=== Begin Enclosure ===

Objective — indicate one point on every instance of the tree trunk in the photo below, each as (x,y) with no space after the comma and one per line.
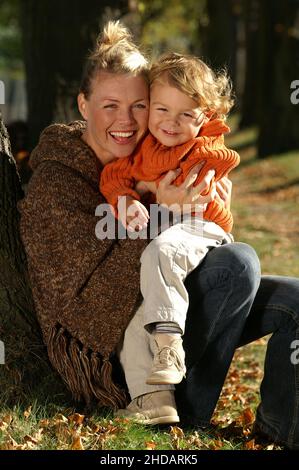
(219,36)
(279,65)
(25,355)
(251,86)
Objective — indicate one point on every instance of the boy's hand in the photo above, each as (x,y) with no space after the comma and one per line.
(224,191)
(132,214)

=== End Enclosure ===

> [ABOUT THIS TASK]
No pictures, please. Output the listing above exactly as it stands.

> [TASK SOLUTION]
Objective — indicate one point on every instance of the tree trunk in the photo below, each as (x,y) with no space after the comma and one per line.
(219,36)
(279,65)
(25,355)
(251,86)
Objective — indicate one point on every instance of the boy's hand in the photo above, each as (x,y) with no space after the comma and one per line.
(224,191)
(132,214)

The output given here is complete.